━━━ INPUT MATERIAL ━━━

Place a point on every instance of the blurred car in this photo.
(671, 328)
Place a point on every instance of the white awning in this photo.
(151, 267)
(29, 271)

━━━

[EXERCISE DETAILS] The answer must be an exact copy of the lines from the one containing "Place a point on every instance of the white" through the last line of the records, both included.

[ANSWER]
Place a point on every instance of the white awning in this photo.
(151, 267)
(29, 271)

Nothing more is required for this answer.